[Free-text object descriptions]
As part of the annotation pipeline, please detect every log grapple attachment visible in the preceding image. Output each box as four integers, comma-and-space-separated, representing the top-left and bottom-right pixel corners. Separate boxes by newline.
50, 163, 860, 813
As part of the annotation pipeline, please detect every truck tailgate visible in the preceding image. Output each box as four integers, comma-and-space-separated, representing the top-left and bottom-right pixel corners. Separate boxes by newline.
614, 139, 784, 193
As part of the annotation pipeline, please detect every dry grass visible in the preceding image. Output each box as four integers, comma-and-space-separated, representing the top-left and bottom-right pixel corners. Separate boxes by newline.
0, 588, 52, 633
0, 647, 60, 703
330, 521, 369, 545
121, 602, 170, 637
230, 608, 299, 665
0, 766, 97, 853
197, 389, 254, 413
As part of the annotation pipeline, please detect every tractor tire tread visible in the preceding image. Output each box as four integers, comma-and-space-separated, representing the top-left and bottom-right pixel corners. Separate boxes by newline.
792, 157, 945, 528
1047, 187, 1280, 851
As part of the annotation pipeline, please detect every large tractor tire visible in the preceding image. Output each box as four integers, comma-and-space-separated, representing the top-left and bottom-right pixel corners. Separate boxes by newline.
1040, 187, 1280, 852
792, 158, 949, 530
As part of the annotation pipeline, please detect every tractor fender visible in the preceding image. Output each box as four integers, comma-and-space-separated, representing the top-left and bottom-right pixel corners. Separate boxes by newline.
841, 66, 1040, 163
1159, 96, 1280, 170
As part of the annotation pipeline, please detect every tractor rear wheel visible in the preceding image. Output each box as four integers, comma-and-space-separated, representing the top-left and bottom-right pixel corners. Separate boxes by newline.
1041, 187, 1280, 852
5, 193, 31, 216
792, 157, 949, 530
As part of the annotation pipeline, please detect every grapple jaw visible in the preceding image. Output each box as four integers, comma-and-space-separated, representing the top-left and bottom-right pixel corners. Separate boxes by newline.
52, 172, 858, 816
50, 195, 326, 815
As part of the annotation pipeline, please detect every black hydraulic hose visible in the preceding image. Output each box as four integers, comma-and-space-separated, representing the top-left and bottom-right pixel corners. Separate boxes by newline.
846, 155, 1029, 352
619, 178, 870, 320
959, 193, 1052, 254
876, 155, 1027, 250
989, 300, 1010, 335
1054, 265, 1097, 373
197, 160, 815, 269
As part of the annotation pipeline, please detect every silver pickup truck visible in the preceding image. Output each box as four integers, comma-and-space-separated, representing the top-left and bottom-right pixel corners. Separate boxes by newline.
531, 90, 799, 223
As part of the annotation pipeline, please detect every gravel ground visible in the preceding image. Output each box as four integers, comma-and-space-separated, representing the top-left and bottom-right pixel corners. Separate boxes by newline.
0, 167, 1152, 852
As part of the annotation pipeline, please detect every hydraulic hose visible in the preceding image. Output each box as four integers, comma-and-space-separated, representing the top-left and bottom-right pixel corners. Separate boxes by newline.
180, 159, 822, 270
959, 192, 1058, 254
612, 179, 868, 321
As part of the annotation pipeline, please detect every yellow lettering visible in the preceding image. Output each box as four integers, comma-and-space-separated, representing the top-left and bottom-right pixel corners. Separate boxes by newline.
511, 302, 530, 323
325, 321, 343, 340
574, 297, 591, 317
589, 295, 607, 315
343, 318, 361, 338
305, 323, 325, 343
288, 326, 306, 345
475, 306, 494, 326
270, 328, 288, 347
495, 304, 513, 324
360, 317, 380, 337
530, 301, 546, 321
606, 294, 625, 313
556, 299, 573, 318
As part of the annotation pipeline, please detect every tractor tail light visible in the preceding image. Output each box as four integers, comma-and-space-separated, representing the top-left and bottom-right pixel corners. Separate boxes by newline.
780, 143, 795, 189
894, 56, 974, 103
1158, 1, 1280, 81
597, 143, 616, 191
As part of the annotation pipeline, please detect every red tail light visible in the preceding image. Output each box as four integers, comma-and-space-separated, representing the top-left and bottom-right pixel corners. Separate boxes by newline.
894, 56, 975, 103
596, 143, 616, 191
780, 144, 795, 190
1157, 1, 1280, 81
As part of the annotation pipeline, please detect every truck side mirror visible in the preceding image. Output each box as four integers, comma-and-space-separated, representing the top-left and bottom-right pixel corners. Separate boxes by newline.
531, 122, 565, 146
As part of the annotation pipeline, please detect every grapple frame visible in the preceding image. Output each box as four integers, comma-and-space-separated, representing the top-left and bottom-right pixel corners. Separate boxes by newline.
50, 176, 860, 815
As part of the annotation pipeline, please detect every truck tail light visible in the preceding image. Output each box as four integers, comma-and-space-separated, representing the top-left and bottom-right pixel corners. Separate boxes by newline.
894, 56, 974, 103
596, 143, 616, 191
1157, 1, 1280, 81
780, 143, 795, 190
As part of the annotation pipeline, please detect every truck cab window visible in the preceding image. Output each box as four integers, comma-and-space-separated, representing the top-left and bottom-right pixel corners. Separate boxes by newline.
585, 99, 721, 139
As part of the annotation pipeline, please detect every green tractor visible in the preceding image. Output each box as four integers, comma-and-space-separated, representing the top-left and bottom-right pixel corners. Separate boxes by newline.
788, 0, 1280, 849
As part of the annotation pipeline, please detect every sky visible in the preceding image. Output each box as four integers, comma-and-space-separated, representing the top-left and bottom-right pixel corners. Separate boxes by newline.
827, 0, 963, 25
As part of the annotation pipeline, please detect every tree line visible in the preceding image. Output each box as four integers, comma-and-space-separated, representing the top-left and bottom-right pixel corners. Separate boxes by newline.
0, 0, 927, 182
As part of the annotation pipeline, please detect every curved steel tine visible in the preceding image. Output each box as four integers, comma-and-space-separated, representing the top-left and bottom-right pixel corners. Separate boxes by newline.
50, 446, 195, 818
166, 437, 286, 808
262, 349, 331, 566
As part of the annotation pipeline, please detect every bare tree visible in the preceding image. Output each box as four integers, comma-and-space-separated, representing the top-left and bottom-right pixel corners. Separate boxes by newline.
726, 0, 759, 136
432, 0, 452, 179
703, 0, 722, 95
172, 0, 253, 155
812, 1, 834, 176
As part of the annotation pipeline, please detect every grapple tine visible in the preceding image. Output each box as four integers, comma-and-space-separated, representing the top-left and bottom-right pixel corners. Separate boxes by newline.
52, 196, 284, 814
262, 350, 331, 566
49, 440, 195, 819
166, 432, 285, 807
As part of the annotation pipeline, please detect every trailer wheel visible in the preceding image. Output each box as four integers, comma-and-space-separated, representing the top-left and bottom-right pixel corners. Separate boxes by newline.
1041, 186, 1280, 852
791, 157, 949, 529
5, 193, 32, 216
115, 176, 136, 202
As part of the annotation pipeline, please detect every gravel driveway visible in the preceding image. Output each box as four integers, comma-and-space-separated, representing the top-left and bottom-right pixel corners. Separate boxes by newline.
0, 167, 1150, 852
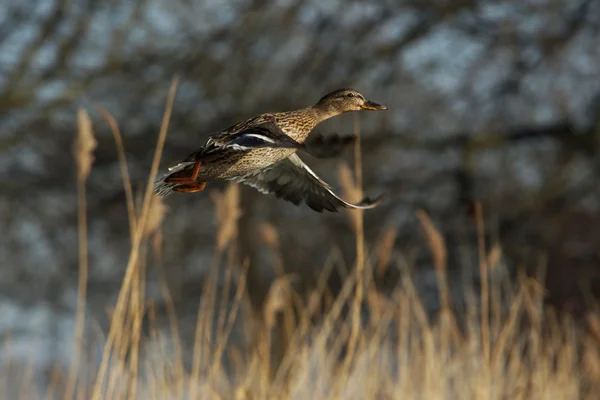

Exercise objective :: Give the data above again exactly. Leave the pictures out.

Answer space ::
As part of the annotation pipeline, please detect every log grapple attachment visible in the preceding image. Output each box as four integers, comma-and-space-separated, representing the top-left and bottom-right pixel corners. Separate boxes by newline.
50, 163, 860, 813
As part of the annotation pipeline, please detect every truck tailgate visible in the preceding image. Output each box as four integers, comma-and-space-separated, representing the top-left and bottom-right pixel corners. Separate boxes by newline.
614, 139, 784, 193
As part of the annotation pipeline, please detect every dry grass visible in the preceding image. Output each box as four integers, comma-and-space-separated, representing the top-left and bottom-right pixel corners. Separate boxes by newline.
0, 588, 52, 633
0, 647, 60, 703
330, 521, 369, 545
121, 602, 170, 637
230, 608, 299, 665
0, 766, 97, 853
197, 389, 254, 413
As part of the annotation pipeline, please detect every tractor tire tread visible in the preceding image. Output each box as four integers, comma-and-space-separated, representing the top-left and bottom-right pixel corners. Separate boxes by newline.
792, 157, 945, 528
1047, 187, 1280, 851
As part of the annotation pipeline, please detect every large tractor tire visible in the preceding image. Output each box as four integers, comma-and-space-separated, representing the top-left and bottom-right pixel corners. Separate boxes by newline.
1040, 187, 1280, 852
792, 158, 949, 530
As part of the annotation pipeline, please detect every tractor fender visible in the preceding image. Output each box as four integers, comma-and-space-separated, representing the top-left and bottom-right pixel corners. Separate boxes by newline.
841, 66, 1040, 163
1159, 96, 1280, 170
As part of the annotation pipeline, please detect every tractor rear wheel visible in the preceding image. Output each box as four integers, comma-and-space-separated, representing the top-left and bottom-right pixel corners. Separate boxes by newline.
1041, 187, 1280, 852
5, 193, 31, 216
792, 157, 949, 530
As part of the annotation pipeline, please detect every grapple jaw visible in the preceding image. Output each box as four integers, comma-and-space-separated, representing the top-left and bottom-right pixel corners. Separate boxes by newline.
52, 172, 858, 816
50, 195, 326, 815
As part of the annotation pipeline, please detect every black hydraulic hose visible in the preceding image. Output each box as four integers, comma-and-space-separated, representing the top-left and bottom-right pixel corners. Separate boxes by newline.
846, 155, 1029, 352
619, 178, 870, 320
959, 193, 1052, 254
876, 155, 1027, 250
989, 300, 1010, 335
1054, 265, 1097, 373
197, 160, 815, 269
As part of the annotation pipeline, please detect every silver pickup truck visible in the preceding image. Output each box as four integers, comma-and-space-separated, representing the top-left and bottom-right pixel corners. Separate boxes by newline.
531, 90, 799, 223
As part of the annotation pipeline, please detect every gravel ground visible in the preceding image. Output each box as four integers, comma-and-space-separated, representing the top-left and bottom-right pixel corners. Separate boxes by newline.
0, 167, 1152, 852
As part of the annotation pipeline, please detect every hydraulic hose visible in the preceding image. Output each box as four integers, comma-and-space-separated, representing the top-left and bottom-right pixel corners. Separate boxes by newline.
180, 159, 822, 270
959, 192, 1058, 254
612, 179, 868, 321
As part of the annotation pipeline, please detect every yellow lettering visible in the preceding image. Output each box as four integers, comma-and-space-separated, representing the top-left and bottom-right pixel corners. Separate boxes by newline.
511, 302, 530, 323
325, 321, 343, 340
574, 297, 591, 317
589, 295, 607, 315
343, 318, 361, 338
305, 323, 325, 343
288, 326, 306, 345
475, 306, 494, 326
270, 328, 288, 347
495, 304, 513, 324
360, 317, 380, 337
530, 301, 546, 321
606, 294, 625, 313
556, 299, 573, 318
As part of the annotation pipeline, please detect every tractor tail light visible in the preceding image. Output each box as four integers, comma-and-space-separated, representing the top-left and bottom-right pixel corners. Separate boxes by newline.
780, 143, 795, 189
894, 56, 974, 103
1158, 1, 1280, 81
597, 143, 616, 191
As part of the annotation pipeline, please detect every red tail light visible in the preceding image. Output each box as four integers, comma-and-space-separated, representing the top-left and bottom-right pixel corners. Separate boxes by newline.
894, 56, 975, 103
596, 143, 616, 191
780, 144, 795, 190
1157, 1, 1280, 81
As part of the annotation pipeline, please detect every truck side mirror visible in the preceding image. Output each box as four integers, comma-and-space-separated, representing the top-left and bottom-right pixel corners. Separate boxes by newline.
531, 122, 565, 146
As part of the annotation pipeline, please detect every grapple frame visible in the preceding image. Output each box as four integers, comma-and-space-separated, representing the top-left and bottom-right pixel corners. Separate boxes by newline.
50, 176, 860, 815
As part of the annotation pipeline, please detect every truck tail light visible in the preceding image. Output each box as four integers, comma-and-space-separated, representing the top-left and bottom-right pixel corners. Separate boxes by newline.
894, 56, 974, 103
596, 143, 616, 191
1157, 1, 1280, 81
780, 143, 795, 190
As part of the annotation pipeline, please detect every truck cab window visible in the preceding image. Output each box as four integers, comma-and-space-separated, representing the top-left and bottom-right pixel corners. Separate boxes by newline.
585, 99, 721, 139
As part of the annotation pipeline, please detect every green tractor visible in the preceding image. Output each box as four integers, comma-and-space-separated, representing the top-left and bottom-right pixel corners. Separate boxes by newline.
788, 0, 1280, 849
As part of the annotation pipeline, please detect every sky visible in the preceding image. Output each box as four integers, comma-and-space-separated, representing the top-left and bottom-right pixel corners. Separate boxes by newline.
827, 0, 963, 25
As part of the annotation pipeline, please detect every tree line visible in the preceding image. Output each box as four integers, comma-and-space-separated, representing the top-left and bottom-right pixel corners. Separate boxes by newline.
0, 0, 927, 182
As part of the annotation pipeline, please detect every curved steel tine visible in the preceding image. Output each box as four integers, comma-and-space-separated, representing the top-left and bottom-right pixel corners. Separate boxes by newline.
50, 446, 195, 818
166, 437, 286, 808
262, 349, 331, 566
As part of the annotation pipeline, please detect every bare tree visible in the preceding image. Output each box as four integers, comma-and-space-separated, representing the top-left and bottom-right pixel corners. Separate boxes by newline.
726, 0, 759, 136
432, 0, 452, 179
703, 0, 722, 95
172, 0, 253, 155
812, 1, 834, 176
As part of the annotation pipeline, please detect every grapple tine visible in the preceding image. Output each box as four integers, comma-and-space-separated, representing the top-left and bottom-right pixel corners. Separate boxes by newline.
52, 196, 284, 814
262, 350, 331, 566
49, 440, 195, 819
166, 432, 285, 807
As part of the annotation pipeline, please detect every trailer wheel visible in the preceding image. Output each box as four integers, comma-and-space-separated, representing the top-left and bottom-right pixel corners. Separate boxes by newline.
1041, 186, 1280, 852
791, 157, 949, 529
5, 193, 32, 216
115, 176, 136, 202
As part of the annotation pipeline, please detect every gravel driveway visible in the preceding image. Output each box as four integers, comma-and-space-separated, representing the top-left and bottom-right pixel corners. Separate boxes by newline.
0, 167, 1150, 852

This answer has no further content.